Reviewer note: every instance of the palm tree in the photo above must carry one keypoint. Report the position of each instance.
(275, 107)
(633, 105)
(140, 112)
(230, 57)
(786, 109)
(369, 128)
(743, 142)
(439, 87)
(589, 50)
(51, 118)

■ **Goal of the exercise**:
Please reproduce the records above verbatim, keeping each line unchanged.

■ **Written response**:
Reviewer note: every instance of the palm tree in the photo above must carry one keypoint. Report the position of each instance.
(275, 107)
(633, 105)
(140, 112)
(230, 57)
(786, 109)
(369, 128)
(743, 142)
(439, 87)
(589, 50)
(51, 118)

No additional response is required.